Start Given entries

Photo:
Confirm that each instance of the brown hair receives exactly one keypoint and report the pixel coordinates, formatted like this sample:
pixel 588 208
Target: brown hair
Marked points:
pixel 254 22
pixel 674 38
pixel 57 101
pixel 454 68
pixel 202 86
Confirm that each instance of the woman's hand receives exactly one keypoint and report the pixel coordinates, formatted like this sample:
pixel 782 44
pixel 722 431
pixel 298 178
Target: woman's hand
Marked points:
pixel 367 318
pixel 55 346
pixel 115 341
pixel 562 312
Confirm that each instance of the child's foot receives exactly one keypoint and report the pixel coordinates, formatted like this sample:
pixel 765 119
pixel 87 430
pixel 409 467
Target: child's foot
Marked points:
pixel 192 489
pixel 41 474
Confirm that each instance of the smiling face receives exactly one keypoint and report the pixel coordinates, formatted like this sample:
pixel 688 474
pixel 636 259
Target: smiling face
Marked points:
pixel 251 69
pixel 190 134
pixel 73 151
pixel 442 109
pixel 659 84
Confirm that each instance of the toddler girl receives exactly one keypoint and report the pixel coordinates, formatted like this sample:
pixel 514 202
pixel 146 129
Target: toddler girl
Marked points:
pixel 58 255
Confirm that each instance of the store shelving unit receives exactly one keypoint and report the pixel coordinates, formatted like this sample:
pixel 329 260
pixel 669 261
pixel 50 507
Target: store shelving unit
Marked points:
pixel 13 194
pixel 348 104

End Given entries
Start Given entries

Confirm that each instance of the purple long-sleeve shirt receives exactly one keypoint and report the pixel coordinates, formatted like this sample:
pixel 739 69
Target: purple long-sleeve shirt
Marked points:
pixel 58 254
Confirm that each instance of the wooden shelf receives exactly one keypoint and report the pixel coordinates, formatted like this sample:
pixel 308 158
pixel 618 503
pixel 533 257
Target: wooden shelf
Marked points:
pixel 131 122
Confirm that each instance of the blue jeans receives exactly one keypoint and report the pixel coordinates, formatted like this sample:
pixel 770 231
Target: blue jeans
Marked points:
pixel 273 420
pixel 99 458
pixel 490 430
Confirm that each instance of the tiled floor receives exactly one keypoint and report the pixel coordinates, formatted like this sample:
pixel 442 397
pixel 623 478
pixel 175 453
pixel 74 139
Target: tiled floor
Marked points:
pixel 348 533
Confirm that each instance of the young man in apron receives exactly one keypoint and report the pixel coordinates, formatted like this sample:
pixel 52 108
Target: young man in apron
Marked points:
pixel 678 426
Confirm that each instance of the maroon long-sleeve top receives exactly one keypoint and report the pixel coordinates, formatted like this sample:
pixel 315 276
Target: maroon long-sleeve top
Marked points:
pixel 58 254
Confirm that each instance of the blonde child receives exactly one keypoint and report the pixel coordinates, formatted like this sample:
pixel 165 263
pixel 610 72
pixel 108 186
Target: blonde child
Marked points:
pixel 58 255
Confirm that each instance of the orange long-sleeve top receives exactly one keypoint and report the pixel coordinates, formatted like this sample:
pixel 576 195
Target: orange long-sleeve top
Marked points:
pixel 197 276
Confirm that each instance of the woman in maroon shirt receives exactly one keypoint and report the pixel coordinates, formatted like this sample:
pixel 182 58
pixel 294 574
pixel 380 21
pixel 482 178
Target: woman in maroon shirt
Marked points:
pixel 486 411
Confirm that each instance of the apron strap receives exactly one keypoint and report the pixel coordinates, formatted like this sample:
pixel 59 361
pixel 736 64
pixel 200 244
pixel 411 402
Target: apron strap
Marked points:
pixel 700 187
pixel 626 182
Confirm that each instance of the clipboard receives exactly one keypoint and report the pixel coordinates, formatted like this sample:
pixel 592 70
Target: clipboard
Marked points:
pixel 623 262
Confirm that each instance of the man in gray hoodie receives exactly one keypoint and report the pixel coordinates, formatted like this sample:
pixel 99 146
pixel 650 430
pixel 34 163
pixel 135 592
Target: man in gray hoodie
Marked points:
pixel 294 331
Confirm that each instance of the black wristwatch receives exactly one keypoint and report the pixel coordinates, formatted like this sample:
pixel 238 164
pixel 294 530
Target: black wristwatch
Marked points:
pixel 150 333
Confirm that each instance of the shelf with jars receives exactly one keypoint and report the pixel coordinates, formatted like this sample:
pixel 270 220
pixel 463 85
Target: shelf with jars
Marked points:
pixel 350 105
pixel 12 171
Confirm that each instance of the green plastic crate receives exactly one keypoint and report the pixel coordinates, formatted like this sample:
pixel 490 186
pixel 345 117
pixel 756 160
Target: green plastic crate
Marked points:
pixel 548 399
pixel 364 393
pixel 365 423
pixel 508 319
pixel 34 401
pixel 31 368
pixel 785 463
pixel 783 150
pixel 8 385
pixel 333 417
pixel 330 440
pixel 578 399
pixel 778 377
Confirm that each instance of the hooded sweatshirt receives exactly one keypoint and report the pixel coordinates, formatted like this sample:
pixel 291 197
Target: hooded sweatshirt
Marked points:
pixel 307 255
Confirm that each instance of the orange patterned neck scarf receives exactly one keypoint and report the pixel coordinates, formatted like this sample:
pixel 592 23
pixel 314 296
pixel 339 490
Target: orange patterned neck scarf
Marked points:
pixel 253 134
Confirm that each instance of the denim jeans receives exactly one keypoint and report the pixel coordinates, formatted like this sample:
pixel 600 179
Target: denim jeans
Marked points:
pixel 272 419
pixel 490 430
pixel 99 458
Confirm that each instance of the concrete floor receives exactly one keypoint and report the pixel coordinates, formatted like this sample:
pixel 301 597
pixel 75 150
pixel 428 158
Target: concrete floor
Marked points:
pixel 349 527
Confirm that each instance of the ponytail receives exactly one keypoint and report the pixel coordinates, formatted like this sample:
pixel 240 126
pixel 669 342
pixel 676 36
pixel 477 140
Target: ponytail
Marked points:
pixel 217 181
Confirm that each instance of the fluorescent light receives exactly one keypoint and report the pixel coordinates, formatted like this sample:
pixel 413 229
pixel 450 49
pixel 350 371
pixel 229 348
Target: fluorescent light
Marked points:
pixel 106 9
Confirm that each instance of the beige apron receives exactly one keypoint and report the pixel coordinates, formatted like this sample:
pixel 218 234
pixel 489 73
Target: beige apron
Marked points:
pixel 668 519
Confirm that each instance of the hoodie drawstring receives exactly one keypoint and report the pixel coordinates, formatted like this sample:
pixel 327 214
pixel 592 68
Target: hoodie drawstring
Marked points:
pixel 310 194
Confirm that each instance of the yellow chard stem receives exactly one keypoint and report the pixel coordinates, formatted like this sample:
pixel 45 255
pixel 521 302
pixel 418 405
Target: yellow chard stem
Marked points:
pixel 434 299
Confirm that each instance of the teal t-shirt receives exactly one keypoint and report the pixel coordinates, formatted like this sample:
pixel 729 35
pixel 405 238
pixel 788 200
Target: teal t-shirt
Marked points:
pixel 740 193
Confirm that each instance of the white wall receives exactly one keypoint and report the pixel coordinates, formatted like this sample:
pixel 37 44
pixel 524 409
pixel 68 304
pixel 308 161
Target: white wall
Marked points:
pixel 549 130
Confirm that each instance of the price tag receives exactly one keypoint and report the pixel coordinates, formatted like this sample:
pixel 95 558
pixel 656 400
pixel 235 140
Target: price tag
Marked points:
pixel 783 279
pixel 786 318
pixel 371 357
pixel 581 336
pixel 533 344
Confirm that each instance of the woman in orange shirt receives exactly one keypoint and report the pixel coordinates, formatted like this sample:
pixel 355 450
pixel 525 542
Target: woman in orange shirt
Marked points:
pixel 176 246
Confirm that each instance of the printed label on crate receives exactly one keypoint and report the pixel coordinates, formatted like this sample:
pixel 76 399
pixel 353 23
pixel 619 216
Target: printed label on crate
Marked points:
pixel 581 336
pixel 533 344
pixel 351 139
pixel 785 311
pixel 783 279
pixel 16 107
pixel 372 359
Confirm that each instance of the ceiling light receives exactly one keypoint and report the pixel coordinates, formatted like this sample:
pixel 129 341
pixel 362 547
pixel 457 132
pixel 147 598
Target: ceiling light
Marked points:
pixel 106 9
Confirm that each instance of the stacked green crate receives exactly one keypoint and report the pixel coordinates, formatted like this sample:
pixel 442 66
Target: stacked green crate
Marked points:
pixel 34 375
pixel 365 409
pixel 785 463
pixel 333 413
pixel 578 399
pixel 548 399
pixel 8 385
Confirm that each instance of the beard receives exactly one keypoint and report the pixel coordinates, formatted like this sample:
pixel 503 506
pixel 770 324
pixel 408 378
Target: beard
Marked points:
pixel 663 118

End Given entries

Copy the records word for word, from the line containing "Confirm that each instance of the toddler" to the line containing "pixel 348 104", both of those lines included.

Confirm that each instance of the toddler girl receives exactly one keypoint and report the pixel coordinates, formatted like this sample:
pixel 514 202
pixel 146 129
Target: toddler girl
Marked points:
pixel 58 255
Confirm that each instance of the store shelving unit receives exactly one keypoint and report the pixel coordinates, formatted like this sample:
pixel 329 260
pixel 669 261
pixel 50 507
Target: store shelving unit
Marked points:
pixel 13 194
pixel 348 104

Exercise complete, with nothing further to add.